= Page =
═══

Scheme 2 Variation of arenes^a. ^a Isolated yield of analytically pure product. ^b Reaction with 1 mol% Bi(OTf)₃. ^c Reaction with 2 mol% Bi(OTf)₃. ^d Reaction with 5 mol% Bi(OTf)_3.^e Obtained as a mixture of regioisomers; the ratio of regioisomers is given in parentheses.

The reaction of various primary aryl or alkyl amides with ethyl glyoxalate and mesitylene provided the desired products in good to excellent yields (see Scheme 3, 5a–f). Even acid sensitive functionalities such as an acrylamide (product 5c) were well tolerated. Using carbamates as the amide component, the corresponding N-protected arylglycines, useful building blocks for further transformations, were obtained in 86% and 65% yield (5g and 5h). Also, in the case of the amide component, the high catalytic activity of Bi(OTf)₃ leads to a broader substrate scope and facilitates reactions with unhindered cyclic secondary amides or carbamates (products 5i–j). Sterically more demanding acyclic secondary amides, such as 1j, or tert-butyl carbamate (1i) did not react under the standard conditions.‡

Scheme 3 Variation of amides^a. ^a Isolated yields of analytically pure products. ^b Reaction with 1 mol% Bi(OTf)₃. ^c Reaction with 5 mol% Bi(OTf)_3. Mes = mesityl (2,4,6-trimethylphenyl).

═══

From the text on bismuth triflate reactions, transcribe the portion that opens with the words containing "Scheme 2 Variation" and closes with "given in parentheses.".

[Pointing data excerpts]
═══

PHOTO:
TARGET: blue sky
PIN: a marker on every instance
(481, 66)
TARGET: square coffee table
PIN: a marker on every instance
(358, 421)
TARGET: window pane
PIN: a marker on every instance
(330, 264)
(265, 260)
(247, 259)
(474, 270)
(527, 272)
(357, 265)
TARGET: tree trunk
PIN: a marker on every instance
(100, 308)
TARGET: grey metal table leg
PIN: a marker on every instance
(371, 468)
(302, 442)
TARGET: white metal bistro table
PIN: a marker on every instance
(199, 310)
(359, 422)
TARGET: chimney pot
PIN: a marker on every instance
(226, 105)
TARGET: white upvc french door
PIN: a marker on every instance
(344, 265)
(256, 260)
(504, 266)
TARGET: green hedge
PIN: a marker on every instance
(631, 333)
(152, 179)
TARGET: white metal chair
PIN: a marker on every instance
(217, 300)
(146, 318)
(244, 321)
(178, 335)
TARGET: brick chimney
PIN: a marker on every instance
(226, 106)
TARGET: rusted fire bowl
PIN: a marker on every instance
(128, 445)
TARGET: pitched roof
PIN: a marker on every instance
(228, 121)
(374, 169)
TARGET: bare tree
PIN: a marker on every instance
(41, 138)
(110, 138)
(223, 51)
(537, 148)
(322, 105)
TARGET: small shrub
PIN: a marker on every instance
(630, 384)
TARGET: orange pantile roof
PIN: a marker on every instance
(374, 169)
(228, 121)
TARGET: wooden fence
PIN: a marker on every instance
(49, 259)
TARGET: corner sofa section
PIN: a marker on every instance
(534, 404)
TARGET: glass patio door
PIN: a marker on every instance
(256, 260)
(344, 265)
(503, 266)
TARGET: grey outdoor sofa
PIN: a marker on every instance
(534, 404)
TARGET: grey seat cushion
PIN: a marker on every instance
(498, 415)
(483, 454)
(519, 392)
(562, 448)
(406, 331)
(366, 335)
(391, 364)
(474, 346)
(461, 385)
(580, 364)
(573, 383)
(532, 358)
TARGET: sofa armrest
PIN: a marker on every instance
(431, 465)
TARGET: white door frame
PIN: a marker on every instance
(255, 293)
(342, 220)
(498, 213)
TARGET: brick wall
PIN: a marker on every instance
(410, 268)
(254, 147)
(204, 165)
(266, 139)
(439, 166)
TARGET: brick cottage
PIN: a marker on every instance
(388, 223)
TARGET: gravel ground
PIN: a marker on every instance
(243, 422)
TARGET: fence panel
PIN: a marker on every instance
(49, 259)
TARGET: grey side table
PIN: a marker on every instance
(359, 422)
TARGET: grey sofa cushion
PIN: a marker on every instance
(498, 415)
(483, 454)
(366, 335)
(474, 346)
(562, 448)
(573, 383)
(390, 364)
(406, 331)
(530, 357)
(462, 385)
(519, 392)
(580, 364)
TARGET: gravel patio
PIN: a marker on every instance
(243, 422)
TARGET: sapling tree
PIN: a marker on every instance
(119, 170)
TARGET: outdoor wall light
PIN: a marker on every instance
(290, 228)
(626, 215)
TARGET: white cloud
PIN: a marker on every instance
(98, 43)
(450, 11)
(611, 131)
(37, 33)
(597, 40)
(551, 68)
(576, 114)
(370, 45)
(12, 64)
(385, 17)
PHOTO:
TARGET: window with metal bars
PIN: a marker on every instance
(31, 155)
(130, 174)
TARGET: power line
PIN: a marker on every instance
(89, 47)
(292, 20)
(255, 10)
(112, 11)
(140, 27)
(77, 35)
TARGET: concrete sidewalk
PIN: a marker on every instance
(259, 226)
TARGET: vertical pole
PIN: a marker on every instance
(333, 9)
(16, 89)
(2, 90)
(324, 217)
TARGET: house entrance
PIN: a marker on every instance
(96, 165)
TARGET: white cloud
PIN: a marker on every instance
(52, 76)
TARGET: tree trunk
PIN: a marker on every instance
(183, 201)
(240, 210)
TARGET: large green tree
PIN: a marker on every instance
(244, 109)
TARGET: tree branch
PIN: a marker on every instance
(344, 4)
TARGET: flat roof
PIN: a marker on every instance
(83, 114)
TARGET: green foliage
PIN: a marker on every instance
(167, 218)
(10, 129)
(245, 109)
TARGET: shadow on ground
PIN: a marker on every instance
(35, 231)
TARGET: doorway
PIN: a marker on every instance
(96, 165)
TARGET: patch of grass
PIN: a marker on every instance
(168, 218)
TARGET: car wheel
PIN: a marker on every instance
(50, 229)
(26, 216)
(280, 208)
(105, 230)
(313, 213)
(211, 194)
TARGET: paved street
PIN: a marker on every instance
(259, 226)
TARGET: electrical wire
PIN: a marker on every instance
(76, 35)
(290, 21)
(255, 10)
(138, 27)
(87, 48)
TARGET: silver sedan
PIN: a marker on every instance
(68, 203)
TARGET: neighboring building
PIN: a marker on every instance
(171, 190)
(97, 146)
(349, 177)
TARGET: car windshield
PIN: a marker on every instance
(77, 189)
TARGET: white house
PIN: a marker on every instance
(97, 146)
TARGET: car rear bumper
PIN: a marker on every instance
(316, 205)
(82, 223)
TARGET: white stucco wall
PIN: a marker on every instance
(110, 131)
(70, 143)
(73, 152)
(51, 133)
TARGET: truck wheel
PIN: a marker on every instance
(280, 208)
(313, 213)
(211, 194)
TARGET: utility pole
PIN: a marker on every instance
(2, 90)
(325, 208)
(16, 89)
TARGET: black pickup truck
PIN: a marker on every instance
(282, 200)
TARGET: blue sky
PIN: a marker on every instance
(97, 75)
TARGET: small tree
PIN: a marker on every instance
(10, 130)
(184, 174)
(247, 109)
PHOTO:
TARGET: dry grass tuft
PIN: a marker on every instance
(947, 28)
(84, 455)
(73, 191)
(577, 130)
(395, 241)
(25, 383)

═══

= Expected output =
Scheme 2 Variation of arenes^a. ^a Isolated yield of analytically pure product. ^b Reaction with 1 mol% Bi(OTf)₃. ^c Reaction with 2 mol% Bi(OTf)₃. ^d Reaction with 5 mol% Bi(OTf)_3.^e Obtained as a mixture of regioisomers; the ratio of regioisomers is given in parentheses.